Work to complete:
Update the listing that follows by replacing "wildlife camera-trap tally" with "coastal species survey" wherever it occurs. Leave all other wording unchanged.

Provided entries:
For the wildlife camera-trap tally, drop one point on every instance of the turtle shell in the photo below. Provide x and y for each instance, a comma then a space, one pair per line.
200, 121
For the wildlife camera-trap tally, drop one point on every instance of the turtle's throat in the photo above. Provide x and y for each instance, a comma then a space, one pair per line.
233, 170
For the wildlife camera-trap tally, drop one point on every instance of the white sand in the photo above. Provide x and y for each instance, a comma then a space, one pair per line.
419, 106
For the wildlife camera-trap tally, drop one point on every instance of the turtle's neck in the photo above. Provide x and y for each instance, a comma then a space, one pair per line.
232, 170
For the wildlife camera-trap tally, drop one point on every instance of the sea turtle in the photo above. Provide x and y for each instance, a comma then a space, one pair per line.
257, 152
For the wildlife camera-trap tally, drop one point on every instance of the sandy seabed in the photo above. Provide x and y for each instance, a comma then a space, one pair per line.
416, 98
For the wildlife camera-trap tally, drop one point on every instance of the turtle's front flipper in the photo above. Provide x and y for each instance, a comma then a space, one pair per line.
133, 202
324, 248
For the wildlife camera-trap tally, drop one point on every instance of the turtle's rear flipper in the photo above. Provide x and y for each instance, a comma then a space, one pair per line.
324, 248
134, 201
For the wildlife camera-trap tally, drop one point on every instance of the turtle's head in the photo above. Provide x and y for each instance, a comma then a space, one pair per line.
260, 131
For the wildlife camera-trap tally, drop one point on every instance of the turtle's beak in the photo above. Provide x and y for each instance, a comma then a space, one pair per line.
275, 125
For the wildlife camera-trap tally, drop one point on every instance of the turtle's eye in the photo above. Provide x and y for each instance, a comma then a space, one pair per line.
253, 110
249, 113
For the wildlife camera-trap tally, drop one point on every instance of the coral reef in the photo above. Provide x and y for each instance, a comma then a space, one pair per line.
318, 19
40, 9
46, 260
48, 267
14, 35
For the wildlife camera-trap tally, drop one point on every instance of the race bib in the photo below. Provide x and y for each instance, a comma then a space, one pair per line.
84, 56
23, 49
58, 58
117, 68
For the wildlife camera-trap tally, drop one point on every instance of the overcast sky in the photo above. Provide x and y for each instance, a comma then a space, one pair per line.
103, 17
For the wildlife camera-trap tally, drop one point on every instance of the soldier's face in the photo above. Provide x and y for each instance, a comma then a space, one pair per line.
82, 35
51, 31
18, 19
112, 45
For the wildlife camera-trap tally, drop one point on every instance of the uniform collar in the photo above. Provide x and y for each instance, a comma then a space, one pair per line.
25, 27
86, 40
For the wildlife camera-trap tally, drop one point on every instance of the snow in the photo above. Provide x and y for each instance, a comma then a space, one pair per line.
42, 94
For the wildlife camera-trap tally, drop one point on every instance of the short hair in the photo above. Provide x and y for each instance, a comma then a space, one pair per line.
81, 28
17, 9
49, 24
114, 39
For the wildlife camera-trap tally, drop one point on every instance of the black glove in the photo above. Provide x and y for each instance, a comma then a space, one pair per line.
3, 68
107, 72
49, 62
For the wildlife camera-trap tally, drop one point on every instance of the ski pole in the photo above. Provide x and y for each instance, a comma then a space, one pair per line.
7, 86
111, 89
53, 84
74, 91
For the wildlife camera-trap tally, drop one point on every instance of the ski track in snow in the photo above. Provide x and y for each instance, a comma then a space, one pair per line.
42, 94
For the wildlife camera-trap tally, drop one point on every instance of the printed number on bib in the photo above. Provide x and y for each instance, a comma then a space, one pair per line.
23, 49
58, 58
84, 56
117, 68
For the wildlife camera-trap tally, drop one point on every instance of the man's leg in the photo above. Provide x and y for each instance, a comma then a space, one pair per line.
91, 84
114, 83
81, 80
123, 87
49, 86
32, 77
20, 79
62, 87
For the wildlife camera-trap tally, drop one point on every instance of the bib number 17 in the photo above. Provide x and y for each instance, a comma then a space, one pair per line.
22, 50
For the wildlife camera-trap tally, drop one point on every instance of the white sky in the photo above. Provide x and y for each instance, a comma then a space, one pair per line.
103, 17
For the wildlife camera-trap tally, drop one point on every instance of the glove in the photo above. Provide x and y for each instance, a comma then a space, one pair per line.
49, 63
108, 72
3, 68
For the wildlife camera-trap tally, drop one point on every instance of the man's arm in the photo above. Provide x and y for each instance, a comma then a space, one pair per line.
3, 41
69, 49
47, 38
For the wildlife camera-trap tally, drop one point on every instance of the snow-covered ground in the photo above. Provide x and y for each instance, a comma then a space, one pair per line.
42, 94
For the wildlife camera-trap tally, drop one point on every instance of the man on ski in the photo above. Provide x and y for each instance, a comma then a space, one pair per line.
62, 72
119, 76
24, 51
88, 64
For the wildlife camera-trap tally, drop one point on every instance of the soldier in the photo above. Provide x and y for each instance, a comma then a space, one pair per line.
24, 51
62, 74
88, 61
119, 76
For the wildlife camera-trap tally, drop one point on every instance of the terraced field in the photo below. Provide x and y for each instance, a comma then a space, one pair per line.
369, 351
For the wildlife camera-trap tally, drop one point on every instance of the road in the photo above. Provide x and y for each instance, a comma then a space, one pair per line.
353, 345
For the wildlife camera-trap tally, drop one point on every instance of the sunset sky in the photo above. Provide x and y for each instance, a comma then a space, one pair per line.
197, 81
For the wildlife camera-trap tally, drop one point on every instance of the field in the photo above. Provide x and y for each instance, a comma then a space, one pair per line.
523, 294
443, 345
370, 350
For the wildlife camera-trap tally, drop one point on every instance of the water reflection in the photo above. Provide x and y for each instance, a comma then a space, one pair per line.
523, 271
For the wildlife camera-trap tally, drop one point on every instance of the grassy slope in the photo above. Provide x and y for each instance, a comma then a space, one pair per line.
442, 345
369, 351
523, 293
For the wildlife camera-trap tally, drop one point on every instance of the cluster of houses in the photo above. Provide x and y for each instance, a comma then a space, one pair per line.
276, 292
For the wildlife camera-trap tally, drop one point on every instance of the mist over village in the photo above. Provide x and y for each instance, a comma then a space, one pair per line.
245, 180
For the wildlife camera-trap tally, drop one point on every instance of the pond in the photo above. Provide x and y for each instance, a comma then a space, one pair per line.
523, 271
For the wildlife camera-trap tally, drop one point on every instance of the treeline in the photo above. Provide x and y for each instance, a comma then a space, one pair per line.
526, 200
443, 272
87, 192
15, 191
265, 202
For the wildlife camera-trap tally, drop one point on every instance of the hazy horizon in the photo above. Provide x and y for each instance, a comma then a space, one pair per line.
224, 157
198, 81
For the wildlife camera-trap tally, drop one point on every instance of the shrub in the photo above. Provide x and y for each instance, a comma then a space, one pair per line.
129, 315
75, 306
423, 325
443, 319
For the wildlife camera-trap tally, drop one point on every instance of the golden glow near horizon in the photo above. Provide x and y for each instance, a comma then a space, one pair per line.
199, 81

Solved problem:
For the coastal species survey, drop one point on every instance of the turtle shell in the photo below. Provide x and y for each instance, a comma then a space, one pair per line.
200, 121
For the coastal species survey, drop one point on every instance of the turtle's throat in the photo above. Provide x and y for each instance, a comma then a space, one pair per line.
233, 170
For the coastal species survey, drop one point on every instance of the white sand in the photo above. Provide x and y for each instance, a comma then a space, one pair per line.
419, 106
For the coastal species survey, drop one point on every instance of the turtle's neck in the photo above. Provide x and y for each instance, a comma then a space, one pair per line.
232, 170
For the coastal species survey, drop one point on every instance of the sea turtle in the photo above. Provide x and y for each instance, a comma then a space, one pair per line.
257, 152
For the coastal species survey, drop one point on every instance of the sandy seabed in the photo above. Provide x and y for each instance, a comma then a space, one pair per line.
416, 98
For the coastal species survey, drop one point on every instance of the turtle's front flipper in the photo above. Provide x and y for each instance, a comma then a space, one pair per line.
133, 202
324, 248
For the coastal species survey, drop one point on every instance of the turtle's rear flipper in the photo above. Provide x and y for each instance, a comma then a space, one pair per line.
324, 248
134, 201
For the coastal species survey, drop one point on every instance of the turtle's head in the photo above. Provide x and y for each instance, a comma then a space, one pair per line.
260, 131
For the coastal species survey, drop one point on every instance of the turtle's beak in the photo above. Provide x and y for each instance, a comma then a space, one pair per line.
275, 125
For the coastal species survey, drop one point on every instance of the turtle's eye in the photo above. Provide x and y for each instance, a comma then a space, one pair per line.
253, 110
249, 113
For the coastal species survey, drop one point on every instance of the coral reef in the photo above. Provide x and y for each instance, a comma then a space, one pair per line.
318, 19
40, 9
46, 260
48, 267
14, 35
For the coastal species survey, drop one point on every instance of the race bib in the photo below. Provide x and y for each instance, a comma then a space, one pair per line.
84, 56
23, 49
58, 58
117, 68
For the coastal species survey, drop one point on every instance of the overcast sky in the photo above. Provide x and y for each instance, a comma then a space, one pair per line.
103, 17
For the coastal species survey, drop one point on every instance of the soldier's face in the photo above. Provide x and y for each instance, a comma then a space, one pair per line.
82, 35
51, 31
18, 19
112, 45
For the coastal species survey, drop one point on every instance of the uniform collar in the photo above. Provide x and y for each instance, a comma then a space, one pair per line.
25, 27
86, 40
For the coastal species survey, drop one point on every instance of the snow in the photo above. Provide x and y for each instance, a comma then a space, one pair per line.
42, 94
For the coastal species survey, drop one point on every instance of the short hair in the photo above. Provide x and y for each instance, a comma then a space, one pair per line.
81, 28
17, 9
49, 24
114, 39
For the coastal species survey, drop one point on every instance of the black glove in the photo above. Provide x and y for each instance, a comma then a space, one pair per line.
3, 68
107, 72
49, 62
For the coastal species survey, drop one point on every instance of the ski pole in the photo above. Provide x and y for each instance, a comma then a space, one pair per line.
7, 86
111, 89
53, 84
74, 91
For the coastal species survey, drop one point on every instance of the ski track in snow in the photo above. Provide x and y for each instance, a comma then a space, one pair per line.
42, 94
For the coastal species survey, drop one point on every instance of the printed number on bib in the photo above. Provide x and y for each instance, a comma then a space, one pair per line.
23, 49
58, 58
84, 56
117, 68
For the coastal species survey, drop one point on every instance of the man's leg in the photo above. Provide x and y for each instance, a comma then a space, one pair per line.
91, 84
114, 83
81, 80
123, 87
49, 86
32, 77
20, 79
62, 87
For the coastal species survey, drop one point on every instance of the bib number 17 in the photo above. Provide x and y for each instance, a comma then a space, one pair per line.
22, 50
For the coastal species survey, drop one point on every instance of the white sky in the photo above. Provide x and y for each instance, a comma then a space, one pair per line.
103, 17
For the coastal species survey, drop one point on every instance of the glove in the photo above. Provide x and y for each instance, a comma then a space, one pair per line.
49, 63
108, 72
3, 68
For the coastal species survey, drop one point on every instance of the man's arm in the photo above. Provide x and y for each instance, a comma then a space, one pair per line.
3, 41
69, 49
47, 38
For the coastal species survey, drop one point on every instance of the snow-covered ground in the photo above. Provide x and y for each instance, a comma then a space, one pair per line.
42, 94
For the coastal species survey, drop one point on every instance of the man on ski in the photo above. Provide x and y for each instance, a comma then a space, one pair per line.
62, 72
119, 76
24, 51
88, 64
For the coastal species survey, drop one point on every instance of the soldier in the photo above. Provide x and y for each instance, a comma then a space, one pair per line.
24, 51
62, 74
88, 61
119, 76
For the coastal species survey, drop one point on every instance of the terraced field in the photo below. Provide x and y for each instance, a comma then a space, one pair per line.
369, 351
For the coastal species survey, drop one point on every instance of the road in the photo above. Provide x and y for each instance, a comma then a space, one pair per line.
353, 345
For the coastal species survey, drop one point on every instance of the sunset sky in the photo above. Provide x and y for each instance, a comma then a space, one pair per line.
197, 81
For the coastal species survey, drop one point on every instance of the field in the photo above. Provide x and y for each instance, a comma then a space, one pair per line.
523, 294
443, 345
370, 350
For the coastal species survey, drop one point on every instance of the water reflection in the photo above. Provide x and y for each instance, a comma then a space, one pair per line.
523, 271
For the coastal species survey, drop one point on every instance of the grassy slope in the photo above. Provide x and y for each instance, a comma then a space, one pair per line.
442, 345
369, 351
523, 293
For the coastal species survey, drop one point on every instance of the cluster of houses in the photo above. Provide x and y for each instance, a comma then a space, one pair per line.
276, 292
For the coastal species survey, drop one point on every instance of the mist over village in the photo above. Provide x and y for each instance, a comma then a space, one pair per line.
245, 180
For the coastal species survey, drop one point on every instance of the pond in the photo above. Provide x and y for each instance, a comma then a space, one pair per line.
523, 271
For the coastal species survey, drop one point on every instance of the treeline in the photo above. Provide x and y for each instance, a comma then a space, one pair per line.
526, 200
443, 272
87, 192
15, 191
265, 202
For the coastal species survey, drop one point on every instance of the hazy horizon in the photo above. Provide x and y for each instance, a comma then a space, one pair per line.
224, 157
198, 81
For the coastal species survey, drop one point on every instance of the shrub in the photo above. Provide x and y for each instance, a comma then a space, one pair per line.
129, 315
75, 306
423, 325
443, 319
For the coastal species survey, drop one point on every instance of the golden glow near horizon in the photo above. Provide x and y for each instance, a comma then a space, one pair per line.
199, 81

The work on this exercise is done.